[Natural language region descriptions]
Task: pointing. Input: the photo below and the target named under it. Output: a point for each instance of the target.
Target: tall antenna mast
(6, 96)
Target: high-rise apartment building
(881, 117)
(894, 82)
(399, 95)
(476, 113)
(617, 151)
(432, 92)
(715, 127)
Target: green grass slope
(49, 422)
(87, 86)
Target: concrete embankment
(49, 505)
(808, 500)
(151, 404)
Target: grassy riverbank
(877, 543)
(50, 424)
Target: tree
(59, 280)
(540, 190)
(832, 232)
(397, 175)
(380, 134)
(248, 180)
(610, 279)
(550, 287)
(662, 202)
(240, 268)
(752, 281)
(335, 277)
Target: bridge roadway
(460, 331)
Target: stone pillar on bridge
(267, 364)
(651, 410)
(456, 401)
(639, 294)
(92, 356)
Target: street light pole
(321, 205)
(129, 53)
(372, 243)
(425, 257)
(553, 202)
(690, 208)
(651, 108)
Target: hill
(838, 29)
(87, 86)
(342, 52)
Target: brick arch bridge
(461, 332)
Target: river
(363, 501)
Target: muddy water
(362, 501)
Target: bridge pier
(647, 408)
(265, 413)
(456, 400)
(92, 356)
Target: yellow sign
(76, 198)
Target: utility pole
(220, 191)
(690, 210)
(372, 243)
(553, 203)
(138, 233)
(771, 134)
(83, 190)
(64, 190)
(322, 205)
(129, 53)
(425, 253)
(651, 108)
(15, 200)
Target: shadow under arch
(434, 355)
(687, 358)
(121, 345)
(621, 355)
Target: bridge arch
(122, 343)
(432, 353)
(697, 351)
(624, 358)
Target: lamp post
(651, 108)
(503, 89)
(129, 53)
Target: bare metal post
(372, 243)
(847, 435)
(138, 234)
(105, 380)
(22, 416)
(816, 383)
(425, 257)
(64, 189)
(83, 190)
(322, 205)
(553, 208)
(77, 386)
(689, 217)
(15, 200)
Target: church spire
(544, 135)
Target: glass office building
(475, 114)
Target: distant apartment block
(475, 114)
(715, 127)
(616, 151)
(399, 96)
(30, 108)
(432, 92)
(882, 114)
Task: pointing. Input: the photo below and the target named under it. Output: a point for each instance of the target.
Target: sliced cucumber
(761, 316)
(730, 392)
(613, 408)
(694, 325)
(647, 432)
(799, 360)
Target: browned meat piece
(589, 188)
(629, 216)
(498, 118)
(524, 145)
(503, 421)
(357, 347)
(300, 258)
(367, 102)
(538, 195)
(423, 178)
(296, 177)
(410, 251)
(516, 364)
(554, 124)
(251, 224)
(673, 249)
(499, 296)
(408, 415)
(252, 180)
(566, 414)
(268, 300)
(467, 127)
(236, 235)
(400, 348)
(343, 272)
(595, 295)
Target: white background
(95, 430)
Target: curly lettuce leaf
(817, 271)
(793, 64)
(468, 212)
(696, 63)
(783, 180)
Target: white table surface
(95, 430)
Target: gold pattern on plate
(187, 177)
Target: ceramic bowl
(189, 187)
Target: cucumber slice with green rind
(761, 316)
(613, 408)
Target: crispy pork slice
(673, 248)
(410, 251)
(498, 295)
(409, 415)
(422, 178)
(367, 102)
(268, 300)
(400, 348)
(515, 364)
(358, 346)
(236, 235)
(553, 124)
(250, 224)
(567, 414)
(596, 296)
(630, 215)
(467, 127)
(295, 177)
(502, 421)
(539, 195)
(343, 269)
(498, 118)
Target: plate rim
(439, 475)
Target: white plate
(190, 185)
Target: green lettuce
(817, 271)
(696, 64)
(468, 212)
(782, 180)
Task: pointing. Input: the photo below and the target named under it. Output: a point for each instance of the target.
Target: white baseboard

__EXERCISE DIRECTIONS__
Make an exact copy of every entry.

__ANSWER SECTION__
Task: pointing. Input: the photo below and the target named under it. Output: a point for each instance of the target.
Target: tall antenna mast
(6, 96)
Target: high-rise apartment building
(881, 117)
(894, 82)
(399, 95)
(476, 113)
(617, 151)
(432, 92)
(715, 127)
Target: green grass slope
(49, 422)
(87, 86)
Target: concrete embankment
(49, 505)
(808, 500)
(151, 404)
Target: grassy riverbank
(877, 543)
(50, 424)
Target: tree
(59, 280)
(540, 190)
(832, 232)
(397, 175)
(380, 134)
(248, 180)
(610, 279)
(550, 287)
(662, 202)
(240, 268)
(752, 281)
(335, 277)
Target: bridge roadway
(460, 331)
Target: stone pillar on bridge
(267, 364)
(651, 410)
(456, 401)
(639, 294)
(92, 356)
Target: street light pole
(321, 205)
(129, 53)
(372, 243)
(425, 257)
(553, 202)
(690, 208)
(651, 108)
Target: hill
(838, 29)
(87, 86)
(342, 52)
Target: brick arch bridge
(461, 332)
Target: river
(363, 501)
Target: muddy water
(362, 501)
Target: bridge pier
(647, 408)
(265, 413)
(456, 400)
(92, 356)
Target: yellow sign
(76, 198)
Target: utility pole
(220, 191)
(690, 210)
(372, 243)
(553, 203)
(138, 233)
(771, 134)
(83, 190)
(64, 190)
(322, 205)
(129, 53)
(425, 253)
(651, 108)
(15, 200)
Target: shadow under arch
(434, 355)
(687, 358)
(121, 345)
(621, 355)
Target: bridge arch
(122, 343)
(432, 353)
(697, 351)
(624, 358)
Target: lamp post
(651, 108)
(503, 89)
(129, 53)
Target: bare metal post
(372, 243)
(847, 435)
(138, 234)
(105, 380)
(22, 416)
(816, 383)
(425, 257)
(64, 189)
(83, 190)
(322, 205)
(553, 208)
(77, 386)
(689, 217)
(15, 200)
Target: church spire
(544, 135)
Target: glass office building
(475, 114)
Target: distant apartment block
(475, 114)
(715, 127)
(616, 151)
(399, 96)
(30, 108)
(432, 92)
(882, 114)
Task: pointing. Input: the photo below and the target named under it. Output: a point for each instance of the target.
Target: sliced cucumber
(761, 316)
(730, 392)
(613, 408)
(694, 325)
(647, 432)
(799, 360)
Target: browned meat piece
(589, 188)
(629, 216)
(498, 118)
(524, 145)
(503, 421)
(357, 347)
(300, 258)
(367, 102)
(538, 195)
(423, 178)
(296, 177)
(410, 251)
(516, 364)
(554, 124)
(251, 224)
(673, 249)
(499, 296)
(408, 415)
(252, 180)
(566, 414)
(268, 300)
(467, 127)
(236, 235)
(400, 348)
(343, 272)
(595, 295)
Target: white background
(95, 430)
Target: curly lettuce leaf
(817, 271)
(793, 64)
(468, 212)
(696, 63)
(783, 180)
Target: white table surface
(95, 430)
Target: gold pattern on plate
(187, 177)
Target: ceramic bowl
(189, 187)
Target: cucumber slice with green rind
(761, 316)
(613, 408)
Target: crispy pork slice
(673, 248)
(410, 251)
(498, 295)
(409, 415)
(422, 178)
(367, 102)
(268, 300)
(400, 348)
(515, 364)
(358, 346)
(236, 235)
(553, 124)
(250, 224)
(567, 414)
(596, 296)
(630, 215)
(467, 127)
(295, 177)
(502, 421)
(539, 195)
(343, 269)
(498, 118)
Target: plate rim
(439, 475)
Target: white plate
(190, 185)
Target: green lettuce
(817, 271)
(696, 64)
(468, 212)
(782, 180)
Task: pointing. Input: the photo below and the target named under it. Output: a point for each instance of the target.
Target: white baseboard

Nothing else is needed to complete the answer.